▸ **Task directions**
Render every line of the entries below as a JSON list of strings, one string per line, skipping blank lines and leaving out the pictures.
-- START Data records --
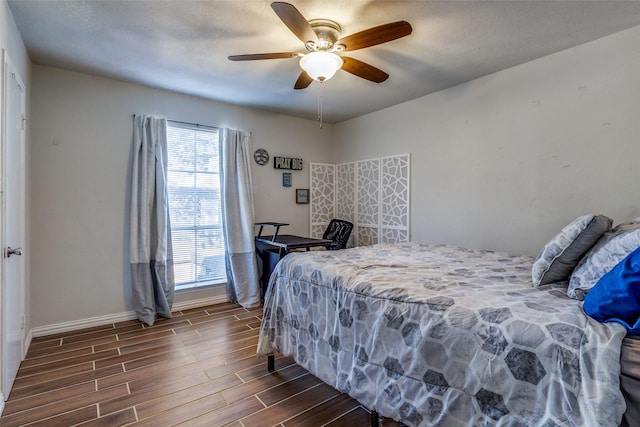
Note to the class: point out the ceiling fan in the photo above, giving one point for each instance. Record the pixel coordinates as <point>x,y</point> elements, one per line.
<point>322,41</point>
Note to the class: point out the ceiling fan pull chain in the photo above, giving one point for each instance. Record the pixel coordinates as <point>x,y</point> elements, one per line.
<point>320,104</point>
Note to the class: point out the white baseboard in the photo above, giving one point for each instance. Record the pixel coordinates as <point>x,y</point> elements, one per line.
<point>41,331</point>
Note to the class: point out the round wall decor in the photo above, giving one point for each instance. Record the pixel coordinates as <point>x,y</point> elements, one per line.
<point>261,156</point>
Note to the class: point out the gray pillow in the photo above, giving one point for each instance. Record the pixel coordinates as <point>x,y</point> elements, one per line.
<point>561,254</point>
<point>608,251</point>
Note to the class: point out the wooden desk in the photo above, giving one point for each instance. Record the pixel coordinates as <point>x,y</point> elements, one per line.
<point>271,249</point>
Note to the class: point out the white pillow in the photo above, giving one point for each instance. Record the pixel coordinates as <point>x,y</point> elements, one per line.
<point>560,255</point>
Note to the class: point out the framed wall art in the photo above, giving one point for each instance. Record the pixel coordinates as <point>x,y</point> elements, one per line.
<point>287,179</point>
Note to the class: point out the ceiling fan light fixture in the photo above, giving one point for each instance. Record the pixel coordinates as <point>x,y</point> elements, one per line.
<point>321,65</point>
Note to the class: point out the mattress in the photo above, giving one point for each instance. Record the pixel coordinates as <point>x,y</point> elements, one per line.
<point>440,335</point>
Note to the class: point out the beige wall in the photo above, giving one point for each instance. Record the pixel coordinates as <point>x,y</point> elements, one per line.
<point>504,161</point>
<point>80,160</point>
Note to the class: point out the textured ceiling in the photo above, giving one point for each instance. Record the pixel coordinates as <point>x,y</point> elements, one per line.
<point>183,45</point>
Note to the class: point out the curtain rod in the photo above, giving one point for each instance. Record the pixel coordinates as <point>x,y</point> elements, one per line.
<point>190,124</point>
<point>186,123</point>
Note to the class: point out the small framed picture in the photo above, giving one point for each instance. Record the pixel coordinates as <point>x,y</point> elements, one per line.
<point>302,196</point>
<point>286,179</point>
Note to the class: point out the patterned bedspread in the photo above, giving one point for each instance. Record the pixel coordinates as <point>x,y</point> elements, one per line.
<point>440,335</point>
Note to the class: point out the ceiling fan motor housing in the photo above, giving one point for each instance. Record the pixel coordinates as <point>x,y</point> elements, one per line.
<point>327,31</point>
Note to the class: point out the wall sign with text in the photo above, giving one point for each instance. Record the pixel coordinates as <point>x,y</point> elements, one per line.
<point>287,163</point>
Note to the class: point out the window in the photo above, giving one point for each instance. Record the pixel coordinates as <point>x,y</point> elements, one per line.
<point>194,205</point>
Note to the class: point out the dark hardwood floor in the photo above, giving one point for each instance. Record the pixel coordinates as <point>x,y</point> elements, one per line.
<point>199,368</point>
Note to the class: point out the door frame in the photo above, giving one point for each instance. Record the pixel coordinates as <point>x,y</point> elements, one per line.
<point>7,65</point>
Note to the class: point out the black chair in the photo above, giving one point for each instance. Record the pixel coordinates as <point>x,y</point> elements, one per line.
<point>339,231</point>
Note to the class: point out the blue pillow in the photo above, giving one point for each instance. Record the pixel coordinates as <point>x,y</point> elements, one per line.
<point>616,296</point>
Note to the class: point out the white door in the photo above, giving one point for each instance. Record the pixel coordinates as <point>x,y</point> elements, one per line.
-- END Data records --
▸ **Response to this exercise**
[
  "Note to the class: point out the ceiling fan in the photo above, giving one point for each instance. Record the pixel coordinates as <point>x,y</point> elements, one per line.",
  "<point>322,41</point>",
  "Note to the class: point out the ceiling fan pull chain in the photo above, giving one point for each instance. Record the pixel coordinates as <point>x,y</point> elements, one per line.",
  "<point>320,104</point>",
  "Note to the class: point out the white baseboard in the photo above, giving one point for each instance. Record the pixel coordinates as <point>x,y</point> elements, one per line.",
  "<point>41,331</point>",
  "Note to the class: point out the round wall decor in the photo above, giving one point for each instance. Record the pixel coordinates as <point>x,y</point> elements, one per line.",
  "<point>261,156</point>",
  "Note to the class: point out the gray pillow in the photo above, giving one point for each instance. Record the pixel coordinates as <point>x,y</point> elements, one per line.",
  "<point>561,254</point>",
  "<point>608,251</point>",
  "Note to the class: point out the wooden desk in the photo above, giving one point for each instance. Record the pixel coordinates as <point>x,y</point> elements, one per line.",
  "<point>271,249</point>",
  "Note to the class: point out the white pillow in the photo above, giving one point for each instance. Record the pixel coordinates as <point>x,y</point> elements, one per line.",
  "<point>560,255</point>",
  "Note to the class: point out the framed wall art in the photo above, giving one point for each instance. Record the pixel coordinates as <point>x,y</point> elements, one per line.",
  "<point>287,179</point>",
  "Note to the class: point out the ceiling fan light fixture in the photo above, giving one point for each instance. Record the pixel coordinates as <point>x,y</point> elements, one per line.",
  "<point>321,65</point>",
  "Note to the class: point out the mattress in the photo above, giving one point for each instance. Record the pixel coordinates as <point>x,y</point> elements, one per line.",
  "<point>440,335</point>",
  "Note to the class: point out the beige wall in the photo above, giving one point for each instance. Record the pixel coordinates as <point>x,y</point> elements, one per line.",
  "<point>504,161</point>",
  "<point>80,160</point>",
  "Note to the class: point out the textured ceiling in the photo above, giving one point for each instance. Record the pixel coordinates as <point>x,y</point> elements, one per line.",
  "<point>183,45</point>",
  "Note to the class: point out the curtain rod in the photo above, giving one point for each instance. Record the pixel coordinates as <point>x,y</point> elements, one per line.",
  "<point>190,124</point>",
  "<point>186,123</point>",
  "Note to the class: point out the small framed picture in the photo above, giving one point for each instance. Record the pixel coordinates as <point>x,y</point> elements, one per line.",
  "<point>302,196</point>",
  "<point>286,179</point>",
  "Note to the class: point out the patterned bedspread in the photo above, giving one point for each instance. Record the pixel coordinates as <point>x,y</point> elements, one per line.",
  "<point>440,335</point>",
  "Note to the class: point out the ceiling fan motor housing in the photo above, giving one point for each instance. Record the pixel coordinates as <point>x,y</point> elements, one per line.",
  "<point>327,31</point>",
  "Note to the class: point out the wall sign with text in the photo above, giving one point for each instance. Record the pixel coordinates as <point>x,y</point> elements, one per line.",
  "<point>287,163</point>",
  "Note to the class: point out the window in the photo above, giving one point for each instance. Record the pixel coordinates as <point>x,y</point> elements, one per line.",
  "<point>194,205</point>",
  "Note to the class: point out the dark hardwood floor in the photo above, giving one point for each instance. Record the pixel coordinates as <point>x,y</point> elements, one per line.",
  "<point>199,368</point>",
  "Note to the class: point out the door frame in the photo above, giving one point for each instance. Record the pixel coordinates as <point>x,y</point> elements, one per line.",
  "<point>7,65</point>",
  "Note to the class: point out the black chair in the photo above, giving one point for each instance. Record the pixel coordinates as <point>x,y</point> elements, one per line.",
  "<point>339,231</point>",
  "Note to the class: point out the blue pillow in the photo above, giving one point for each instance. Record the pixel coordinates as <point>x,y</point> elements, one per line.",
  "<point>616,296</point>",
  "Note to the class: point out the white door in the photo above, giving one point for each instance. Record the pixel coordinates as <point>x,y</point> elements, one per line."
]